### EXCERPTED DATA ###

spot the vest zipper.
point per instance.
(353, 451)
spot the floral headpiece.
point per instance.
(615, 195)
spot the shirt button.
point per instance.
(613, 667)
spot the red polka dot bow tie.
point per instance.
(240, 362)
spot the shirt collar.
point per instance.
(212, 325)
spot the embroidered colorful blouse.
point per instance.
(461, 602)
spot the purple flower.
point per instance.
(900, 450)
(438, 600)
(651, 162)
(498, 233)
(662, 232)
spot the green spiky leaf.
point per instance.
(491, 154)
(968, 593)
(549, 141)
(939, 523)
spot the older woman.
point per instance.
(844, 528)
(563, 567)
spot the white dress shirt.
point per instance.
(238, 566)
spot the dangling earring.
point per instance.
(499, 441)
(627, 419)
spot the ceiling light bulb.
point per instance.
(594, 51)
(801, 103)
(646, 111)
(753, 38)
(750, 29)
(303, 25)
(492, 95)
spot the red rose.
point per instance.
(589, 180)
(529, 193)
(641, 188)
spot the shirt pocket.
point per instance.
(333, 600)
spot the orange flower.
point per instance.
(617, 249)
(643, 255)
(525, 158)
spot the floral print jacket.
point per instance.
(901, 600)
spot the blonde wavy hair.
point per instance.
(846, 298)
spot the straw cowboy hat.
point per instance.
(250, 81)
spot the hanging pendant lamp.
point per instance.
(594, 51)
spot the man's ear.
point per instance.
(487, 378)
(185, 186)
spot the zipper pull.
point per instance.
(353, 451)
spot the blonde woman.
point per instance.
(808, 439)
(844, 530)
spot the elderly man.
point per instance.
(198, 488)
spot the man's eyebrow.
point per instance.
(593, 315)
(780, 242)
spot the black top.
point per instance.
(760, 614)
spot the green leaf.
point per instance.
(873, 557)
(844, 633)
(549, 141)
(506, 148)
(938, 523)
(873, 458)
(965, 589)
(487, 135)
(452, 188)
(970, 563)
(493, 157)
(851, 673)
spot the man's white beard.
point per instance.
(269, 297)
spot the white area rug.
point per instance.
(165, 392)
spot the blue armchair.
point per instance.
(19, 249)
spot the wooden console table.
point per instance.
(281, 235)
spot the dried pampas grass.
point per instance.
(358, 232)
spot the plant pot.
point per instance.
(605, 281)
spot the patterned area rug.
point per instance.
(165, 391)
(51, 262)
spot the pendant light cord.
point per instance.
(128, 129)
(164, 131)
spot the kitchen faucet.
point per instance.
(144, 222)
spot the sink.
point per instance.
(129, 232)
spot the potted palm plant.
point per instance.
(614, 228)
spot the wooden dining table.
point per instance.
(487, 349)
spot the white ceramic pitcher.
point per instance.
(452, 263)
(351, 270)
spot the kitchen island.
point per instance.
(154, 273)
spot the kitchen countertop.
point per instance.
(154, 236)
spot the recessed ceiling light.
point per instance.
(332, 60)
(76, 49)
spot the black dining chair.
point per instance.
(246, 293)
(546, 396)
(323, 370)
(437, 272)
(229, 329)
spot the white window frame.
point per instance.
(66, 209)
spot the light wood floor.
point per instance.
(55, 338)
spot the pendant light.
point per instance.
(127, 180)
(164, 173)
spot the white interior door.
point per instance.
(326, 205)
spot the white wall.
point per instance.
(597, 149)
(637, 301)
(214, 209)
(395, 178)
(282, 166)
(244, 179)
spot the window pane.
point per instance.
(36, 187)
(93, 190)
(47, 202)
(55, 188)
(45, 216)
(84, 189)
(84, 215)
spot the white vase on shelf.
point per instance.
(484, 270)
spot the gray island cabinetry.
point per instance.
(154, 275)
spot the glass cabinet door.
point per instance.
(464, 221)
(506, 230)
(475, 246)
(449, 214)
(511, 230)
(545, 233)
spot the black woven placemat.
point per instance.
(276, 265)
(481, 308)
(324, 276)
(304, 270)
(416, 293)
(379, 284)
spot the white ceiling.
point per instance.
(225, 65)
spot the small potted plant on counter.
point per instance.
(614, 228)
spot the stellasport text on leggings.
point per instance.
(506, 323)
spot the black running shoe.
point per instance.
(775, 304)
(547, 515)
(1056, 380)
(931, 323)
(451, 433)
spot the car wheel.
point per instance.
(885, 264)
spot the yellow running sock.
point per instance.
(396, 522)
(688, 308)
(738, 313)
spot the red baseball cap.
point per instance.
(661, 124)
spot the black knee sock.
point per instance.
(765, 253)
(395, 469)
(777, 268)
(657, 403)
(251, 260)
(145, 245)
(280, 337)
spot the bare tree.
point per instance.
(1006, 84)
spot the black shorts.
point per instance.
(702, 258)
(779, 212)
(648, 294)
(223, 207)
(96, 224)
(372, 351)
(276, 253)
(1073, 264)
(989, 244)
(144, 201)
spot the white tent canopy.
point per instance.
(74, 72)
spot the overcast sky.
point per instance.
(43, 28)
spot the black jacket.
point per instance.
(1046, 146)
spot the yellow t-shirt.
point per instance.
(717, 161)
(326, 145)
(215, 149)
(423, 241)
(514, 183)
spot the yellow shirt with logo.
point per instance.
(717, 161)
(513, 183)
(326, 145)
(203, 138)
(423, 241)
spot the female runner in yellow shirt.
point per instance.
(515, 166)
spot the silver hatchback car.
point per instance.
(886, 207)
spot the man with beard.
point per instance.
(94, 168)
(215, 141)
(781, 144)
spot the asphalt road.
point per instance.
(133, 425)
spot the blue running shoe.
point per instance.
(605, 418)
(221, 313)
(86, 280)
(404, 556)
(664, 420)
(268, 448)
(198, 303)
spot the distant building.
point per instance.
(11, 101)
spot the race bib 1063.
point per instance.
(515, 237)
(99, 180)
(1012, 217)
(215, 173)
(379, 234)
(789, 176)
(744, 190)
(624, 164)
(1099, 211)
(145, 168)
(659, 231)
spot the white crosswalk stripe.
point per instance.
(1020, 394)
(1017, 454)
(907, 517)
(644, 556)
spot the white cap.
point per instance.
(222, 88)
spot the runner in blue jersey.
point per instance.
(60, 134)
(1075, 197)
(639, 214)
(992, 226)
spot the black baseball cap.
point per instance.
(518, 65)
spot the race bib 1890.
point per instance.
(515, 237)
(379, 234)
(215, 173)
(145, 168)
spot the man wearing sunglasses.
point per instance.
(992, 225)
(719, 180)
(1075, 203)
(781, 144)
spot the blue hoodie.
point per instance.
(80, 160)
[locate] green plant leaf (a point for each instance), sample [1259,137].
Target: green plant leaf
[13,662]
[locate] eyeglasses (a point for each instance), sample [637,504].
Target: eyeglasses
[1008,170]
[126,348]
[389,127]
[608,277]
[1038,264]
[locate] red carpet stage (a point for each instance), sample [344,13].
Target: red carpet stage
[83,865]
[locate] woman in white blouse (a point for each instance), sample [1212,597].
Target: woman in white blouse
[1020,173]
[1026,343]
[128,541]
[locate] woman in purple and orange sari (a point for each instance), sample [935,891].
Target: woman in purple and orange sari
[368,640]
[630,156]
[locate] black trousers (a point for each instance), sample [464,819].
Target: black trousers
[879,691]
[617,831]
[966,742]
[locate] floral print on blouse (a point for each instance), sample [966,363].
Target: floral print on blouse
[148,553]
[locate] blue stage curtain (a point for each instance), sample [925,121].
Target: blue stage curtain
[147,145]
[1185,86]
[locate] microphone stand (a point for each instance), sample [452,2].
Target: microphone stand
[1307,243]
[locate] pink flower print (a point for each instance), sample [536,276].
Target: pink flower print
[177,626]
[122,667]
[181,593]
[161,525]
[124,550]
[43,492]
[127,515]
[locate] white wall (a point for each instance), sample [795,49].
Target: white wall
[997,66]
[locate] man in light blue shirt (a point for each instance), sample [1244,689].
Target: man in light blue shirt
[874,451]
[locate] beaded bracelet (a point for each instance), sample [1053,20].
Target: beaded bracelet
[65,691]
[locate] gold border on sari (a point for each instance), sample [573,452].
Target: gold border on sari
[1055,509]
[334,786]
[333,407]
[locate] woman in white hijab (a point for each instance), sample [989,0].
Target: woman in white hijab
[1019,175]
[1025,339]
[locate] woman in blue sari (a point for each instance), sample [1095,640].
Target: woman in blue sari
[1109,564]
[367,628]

###

TASK DESCRIPTION.
When the entries above show the word "blonde" in a line, copy that line out.

PROBLEM SOLUTION.
spot the blonde wavy hair.
spot the blonde woman.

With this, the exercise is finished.